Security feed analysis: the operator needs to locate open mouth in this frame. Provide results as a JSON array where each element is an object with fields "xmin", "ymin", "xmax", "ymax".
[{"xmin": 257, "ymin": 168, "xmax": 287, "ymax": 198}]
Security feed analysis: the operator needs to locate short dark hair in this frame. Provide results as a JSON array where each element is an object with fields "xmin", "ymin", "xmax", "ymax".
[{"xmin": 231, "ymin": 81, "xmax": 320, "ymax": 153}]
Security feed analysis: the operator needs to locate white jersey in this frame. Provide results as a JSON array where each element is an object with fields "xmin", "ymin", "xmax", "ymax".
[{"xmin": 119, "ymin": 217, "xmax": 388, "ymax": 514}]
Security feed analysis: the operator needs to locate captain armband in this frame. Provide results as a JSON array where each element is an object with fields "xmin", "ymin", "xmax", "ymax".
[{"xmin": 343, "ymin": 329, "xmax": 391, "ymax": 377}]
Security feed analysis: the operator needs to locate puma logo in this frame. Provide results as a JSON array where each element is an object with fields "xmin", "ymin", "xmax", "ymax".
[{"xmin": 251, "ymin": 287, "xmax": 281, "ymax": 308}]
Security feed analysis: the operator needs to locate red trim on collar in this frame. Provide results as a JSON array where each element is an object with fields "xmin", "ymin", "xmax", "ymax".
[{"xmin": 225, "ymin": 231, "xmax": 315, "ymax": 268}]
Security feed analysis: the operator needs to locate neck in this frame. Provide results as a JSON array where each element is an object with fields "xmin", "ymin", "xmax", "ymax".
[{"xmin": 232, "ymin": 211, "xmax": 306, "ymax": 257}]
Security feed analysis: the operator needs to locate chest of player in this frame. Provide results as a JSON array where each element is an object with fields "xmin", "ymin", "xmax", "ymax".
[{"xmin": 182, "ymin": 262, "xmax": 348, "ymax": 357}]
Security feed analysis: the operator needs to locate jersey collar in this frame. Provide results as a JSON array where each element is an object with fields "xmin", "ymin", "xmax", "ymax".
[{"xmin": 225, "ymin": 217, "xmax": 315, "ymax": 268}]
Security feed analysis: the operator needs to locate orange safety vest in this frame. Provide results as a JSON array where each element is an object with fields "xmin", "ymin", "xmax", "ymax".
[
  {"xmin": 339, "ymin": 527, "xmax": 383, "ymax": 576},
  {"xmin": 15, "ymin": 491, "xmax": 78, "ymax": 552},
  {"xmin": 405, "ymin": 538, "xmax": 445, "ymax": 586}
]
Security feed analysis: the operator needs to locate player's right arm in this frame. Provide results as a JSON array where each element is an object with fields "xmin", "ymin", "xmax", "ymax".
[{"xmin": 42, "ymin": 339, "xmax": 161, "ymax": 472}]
....
Retype every entry word for word.

*REPLY TO THE EXERCISE:*
Security feed analysis: the operator needs to locate open mouth in this frame. Provide results as a JSON array where each element is an object with fields "xmin", "ymin", "xmax", "ymax".
[{"xmin": 257, "ymin": 168, "xmax": 287, "ymax": 198}]
Security feed analysis: the operator needs to locate short dark hair in this frame. Provide results as a JSON array where each element is an object with fields "xmin", "ymin", "xmax", "ymax".
[{"xmin": 231, "ymin": 81, "xmax": 320, "ymax": 153}]
Security feed analysis: the operator needs to locate white jersey in this frame. Provide results as a JSON array where each element is an object with fields "xmin", "ymin", "xmax", "ymax".
[{"xmin": 119, "ymin": 217, "xmax": 388, "ymax": 514}]
Security feed analysis: the operator needs to locate captain armband in this frame. Provide results as a JSON array where each element is an object with fields "xmin", "ymin", "xmax", "ymax".
[{"xmin": 343, "ymin": 329, "xmax": 391, "ymax": 377}]
Security feed analysis: the operator needs to locate puma logo in this frame. Provide results as a JSON array where each element is an object with fields "xmin", "ymin", "xmax", "ymax".
[{"xmin": 251, "ymin": 287, "xmax": 281, "ymax": 308}]
Security feed analysis: the operator needs to locate red trim on collar in this frame. Provide results as a JSON array where each element is an object with fields "xmin", "ymin", "xmax", "ymax".
[{"xmin": 225, "ymin": 231, "xmax": 315, "ymax": 268}]
Security feed analysis: the operator needs to locate neck in this frame. Provide results as a JSON array where each element is an object with fields "xmin", "ymin", "xmax", "ymax".
[{"xmin": 232, "ymin": 211, "xmax": 306, "ymax": 257}]
Security feed analysis: the operator needs to locate chest of player in this frame. Provide results as a JSON array where each element is an object with fields "xmin", "ymin", "xmax", "ymax".
[{"xmin": 182, "ymin": 262, "xmax": 348, "ymax": 357}]
Security feed analysis: the operator needs to locate jersey collar in this frame. Provide results as a JSON array where each element is an object with fields "xmin", "ymin", "xmax", "ymax".
[{"xmin": 225, "ymin": 217, "xmax": 315, "ymax": 268}]
Security feed analysis: the operator needs to locate orange safety vest in this frame. Provide results as a JSON array where each element is an object with fields "xmin", "ymin", "xmax", "ymax".
[
  {"xmin": 339, "ymin": 527, "xmax": 383, "ymax": 576},
  {"xmin": 15, "ymin": 491, "xmax": 78, "ymax": 552},
  {"xmin": 405, "ymin": 538, "xmax": 445, "ymax": 586}
]
Security feed analysis: the operator needs to locate player's right arm in this frame. Provide results as a JSON array where each element is an object with fields "xmin", "ymin", "xmax", "ymax".
[{"xmin": 42, "ymin": 339, "xmax": 161, "ymax": 472}]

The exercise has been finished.